#### PASSAGE TO READ ####

The separation has only increased as at-home activities have gotten less boring and more available, and as physical presence became less neccessary for social activities like games.
AIM was great, we could chat without having to be physically together.
Battle.net was great, we could play games without having to be physically together.
Xbox Live was great, we could play games AND chat at the same time without having to be physically together. (many fond memories of high school nights quizzing each other on history while blowing each other up in Halo 3)
Facebook was great, we could share stories and media without having to be physically together, and asynchronously as a bonus.
I am not convinced that face-to-face interaction is an inherent good. The last several decades of technological development have been the story of people striving to spend less time with each other physically. Especially given the article's proposed explanation that "friend groups meet on instragram now, and kids without instagram are lonely", the barriers to telecommunication are lower than ever before.
Or maybe we should cut this thread short and save the discussion for Linuxfest Northwest.
For the less socials teens, it's much easier for them to play an online game with each other than to actually meetup in person. I would know, because I used to be one of them.
Meeting together in person used to give me tremendous anxiety and as a result I would always vouch for taking the easy way out. In hindsight, I wish I had actually made more of an effort to hangout during my high school years because deep down I did enjoy those personal interactions. Nowadays I'm a lot more social than I was in the past and a lot more happier as a result too.
"Tech" corporations have successfully conned a large portion of the population into believing that clicking a thumbs up icon under a photo of someone's breakfast or mindlessly scrolling through useless reposted memes qualifies as "staying in touch".
Even when people do venture out, it often seems to be for the sole purpose of collecting carefully planned and staged selfies that they feel will gain them more thumbs up clicks.
It's a sad situation, and I feel bad for the kids who are growing up in a world where this shit has a death grip on all of their peers.
I wonder if one of the biggest drivers of loneliness isn't necessarily that kids are spending more time on their phones or even that they have less face time with their friends, but that their social media can tell them more about what their friends are doing when they aren't together. First, everyone knows people curate their social media presence so that they look cool and that they are doing fun things. Second, if two of my friends in my group of friends hung out, I wouldn't necessarily know about it until after the fact. I wouldn't be able to see fun images of my friends or even people who were like the "cool kids" hanging out. Essentially, that limited the amount of FOMO you could experience because you just didn't have that ability.

#### GIVEN MATERIAL ####

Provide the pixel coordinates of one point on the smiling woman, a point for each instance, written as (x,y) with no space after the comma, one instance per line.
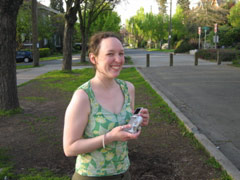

####

> SHORT EXERCISE 1:
For each statement, say yes or no to whether it agrees with the discussion about loneliness and technology, and quote the words from the discussion that decide it.
(a) One commenter found meeting people in person made them anxious.
(b) One commenter states that face-to-face interaction is an inherent good.
(c) Facebook let people share stories and media asynchronously.
> SHORT EXERCISE 2: Repeat word for word the part of the discussion about loneliness and technology starting with "Battle.net was great, we" and going on through "up in Halo 3)".
> SHORT EXERCISE 3: Carry on the discussion about loneliness and technology from the point where it ends.
The data has nothing to do with the discussion about loneliness and technology.

> RESULT 1:
(a) Yes: "Meeting together in person used to give me tremendous anxiety"
(b) No: "I am not convinced that face-to-face interaction is an inherent good."
(c) Yes: "and asynchronously as a bonus."

> RESULT 2:
Battle.net was great, we could play games without having to be physically together.
Xbox Live was great, we could play games AND chat at the same time without having to be physically together. (many fond memories of high school nights quizzing each other on history while blowing each other up in Halo 3)

> RESULT 3:
I definitely think some of it also has to do with the level of control and protection we try to place on kids as well. It's just probably discouraging to kids or, worse, they sense their parent's fear that something will happen to them so they become afraid and ultimately pull themselves back from social interactions.
I wonder if kids also tend to feel more lonely because parents have also increased their smartphone usage. When I go out to restaurants, I feel like I am more likely to see entire families on their phones sitting around the table instead of talking with one another. That can't help either.
Interesting how 12th-graders are as lonely as they where in the 70s & 80s (almost no difference). What happened in 2006 that made loneliness drop so much?
You can download the data for the chart. It's actually 2007 if you don't eyeball it. I think we're probably seeing Maslow's hierarchy of needs here. The great recession made loneliness less important to them or less apparent to them. Pretty cool actually. This kind of thing is probably unaccounted for in many similar studies.
Probably advent of instant messengers made them feel less lonely, culminating around 2006-2008 when modern social networks really took off, but peaking in today's result of every post on fb/twitch/instagram engendering social anxiety and thus 'loneliness'.
There may be a fear element that also affects adults -- some time ago, I was at a work party at a bar in a major city. (Nice bar, ritzy area) Everybody else either came in groups by car or had a hotel within walking distance; mine's quite a way out. Shortly past midnight I'm tired of watching people act stupid and tell folks I'm walking back (alone). Most of them were surprised I was willing to do that!
But in my youth, also in a major city, I'd walk back from the movies or wherever with other kids around 1-2am all the time. You had to know which areas were lit and not stare strangers straight in the eye, but that's kinda normal, and certainly no one then felt walking was inherently dangerous. What world do we live in that a bunch of semi drunk adults can't handle the night for 2 miles?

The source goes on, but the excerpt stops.